I am working on a project here that is a first in the state, and the Public Service Commission here has formed a task force to look at this project and the type of regulations that need to be in place to do these across the state.

It involves individual on-site systems mixed with cluster systems, all under one management entity.

The 'clusters' that I've designed all have individual septic tanks with small diameter collection pipes taking the effluent to a common grinder pump station that lifts it to one D-box and into a community drain field made up of chambers. This state allows for a 40% reduction in square footage of field if a chamber system is used vs. a stone based trench line.

There reasoning is that some places have bad soil conditions and/or too small of areas for a proper field, and there may be a great area for a drain field just a few hundred yards away.

The houses that do have an individual system will have it 'taken over' by the utility and inspected on a constant basis, and the tank emptied every three years regardless of need.

This will help keep fields from failing due to miss-use.


----------



## MA_PE (Oct 8, 2007)

You guys ever work with a STEP system? (Sewerage Treatment Effluent Pumping) The idea is each residence has its own sealed "septic tank" actuall a holding tank where baterial action breaks down the solids and then the effluent is pumped to common force mains to be treated at a treatment plant. we had a big job ~15 years ago in FL where the tanks were made of fiberglass and were of pretty "crappy" (yes pun is intended) design and construction and they started collapsing left/right very shortly after installation. We looked at it from a structural view and didn't have anytihing to do with system operation. there were about 1500 of these tanks involved. People weren't happy.


----------



## Guest (Oct 8, 2007)

Record extracts.
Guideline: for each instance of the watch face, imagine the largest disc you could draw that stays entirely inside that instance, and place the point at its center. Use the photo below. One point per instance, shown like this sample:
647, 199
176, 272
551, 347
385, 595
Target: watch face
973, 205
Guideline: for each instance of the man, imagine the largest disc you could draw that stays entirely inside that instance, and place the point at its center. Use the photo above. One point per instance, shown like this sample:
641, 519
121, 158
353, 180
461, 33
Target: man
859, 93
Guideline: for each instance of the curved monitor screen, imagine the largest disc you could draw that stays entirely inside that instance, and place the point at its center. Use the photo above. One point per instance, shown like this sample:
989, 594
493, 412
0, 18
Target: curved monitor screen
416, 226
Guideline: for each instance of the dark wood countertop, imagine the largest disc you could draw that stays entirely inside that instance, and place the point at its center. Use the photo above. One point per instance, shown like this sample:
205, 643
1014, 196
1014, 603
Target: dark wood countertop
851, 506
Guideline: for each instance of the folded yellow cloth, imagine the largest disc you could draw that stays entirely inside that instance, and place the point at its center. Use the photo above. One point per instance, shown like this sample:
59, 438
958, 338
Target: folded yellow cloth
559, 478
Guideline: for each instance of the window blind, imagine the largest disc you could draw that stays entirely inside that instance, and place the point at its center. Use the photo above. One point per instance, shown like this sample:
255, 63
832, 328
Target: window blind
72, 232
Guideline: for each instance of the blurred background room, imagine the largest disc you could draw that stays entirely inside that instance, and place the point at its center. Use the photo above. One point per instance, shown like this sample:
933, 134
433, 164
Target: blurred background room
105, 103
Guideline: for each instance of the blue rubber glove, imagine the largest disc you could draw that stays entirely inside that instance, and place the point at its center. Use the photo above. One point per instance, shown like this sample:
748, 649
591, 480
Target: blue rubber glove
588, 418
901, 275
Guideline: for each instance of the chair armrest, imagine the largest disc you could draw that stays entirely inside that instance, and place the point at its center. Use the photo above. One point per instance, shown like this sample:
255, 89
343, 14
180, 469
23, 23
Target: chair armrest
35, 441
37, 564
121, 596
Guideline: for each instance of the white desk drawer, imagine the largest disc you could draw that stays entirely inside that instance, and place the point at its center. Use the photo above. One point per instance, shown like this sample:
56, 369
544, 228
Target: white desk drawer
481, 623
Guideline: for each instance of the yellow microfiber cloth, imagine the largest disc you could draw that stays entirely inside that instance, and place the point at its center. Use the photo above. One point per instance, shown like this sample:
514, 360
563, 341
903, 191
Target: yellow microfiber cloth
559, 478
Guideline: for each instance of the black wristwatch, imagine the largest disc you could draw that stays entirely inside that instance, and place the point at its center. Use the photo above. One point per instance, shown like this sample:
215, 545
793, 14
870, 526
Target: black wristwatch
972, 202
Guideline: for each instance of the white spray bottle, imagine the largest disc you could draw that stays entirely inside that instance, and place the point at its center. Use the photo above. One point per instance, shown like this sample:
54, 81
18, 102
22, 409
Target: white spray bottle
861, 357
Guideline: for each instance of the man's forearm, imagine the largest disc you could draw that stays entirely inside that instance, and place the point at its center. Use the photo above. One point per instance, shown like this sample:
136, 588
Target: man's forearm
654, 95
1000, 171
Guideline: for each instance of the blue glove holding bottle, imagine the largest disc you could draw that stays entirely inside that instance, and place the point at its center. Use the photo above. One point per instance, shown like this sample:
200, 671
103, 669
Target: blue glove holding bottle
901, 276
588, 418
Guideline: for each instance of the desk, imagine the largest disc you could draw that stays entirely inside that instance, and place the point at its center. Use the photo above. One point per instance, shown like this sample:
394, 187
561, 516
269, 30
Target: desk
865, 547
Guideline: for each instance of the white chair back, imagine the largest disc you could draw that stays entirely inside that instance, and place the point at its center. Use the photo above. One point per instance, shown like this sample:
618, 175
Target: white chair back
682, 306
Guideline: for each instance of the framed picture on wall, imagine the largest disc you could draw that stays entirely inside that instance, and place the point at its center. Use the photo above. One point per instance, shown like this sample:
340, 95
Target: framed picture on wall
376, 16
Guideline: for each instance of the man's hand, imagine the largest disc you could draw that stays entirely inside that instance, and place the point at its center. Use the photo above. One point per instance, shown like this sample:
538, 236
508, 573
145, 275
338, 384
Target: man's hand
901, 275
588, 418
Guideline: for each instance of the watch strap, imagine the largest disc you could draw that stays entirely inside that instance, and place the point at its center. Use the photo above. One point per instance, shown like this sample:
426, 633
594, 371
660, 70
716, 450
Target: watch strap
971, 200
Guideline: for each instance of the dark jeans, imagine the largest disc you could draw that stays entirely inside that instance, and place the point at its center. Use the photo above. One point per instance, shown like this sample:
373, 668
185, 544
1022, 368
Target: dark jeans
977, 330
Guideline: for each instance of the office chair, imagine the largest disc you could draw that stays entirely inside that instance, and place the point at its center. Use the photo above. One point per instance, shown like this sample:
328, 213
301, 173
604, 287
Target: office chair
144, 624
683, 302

Instructions to follow.
Please copy the septic system thread above word for word, from "I am working" up to and including "hundred yards away.".

Result.
I am working on a project here that is a first in the state, and the Public Service Commission here has formed a task force to look at this project and the type of regulations that need to be in place to do these across the state.

It involves individual on-site systems mixed with cluster systems, all under one management entity.

The 'clusters' that I've designed all have individual septic tanks with small diameter collection pipes taking the effluent to a common grinder pump station that lifts it to one D-box and into a community drain field made up of chambers. This state allows for a 40% reduction in square footage of field if a chamber system is used vs. a stone based trench line.

There reasoning is that some places have bad soil conditions and/or too small of areas for a proper field, and there may be a great area for a drain field just a few hundred yards away.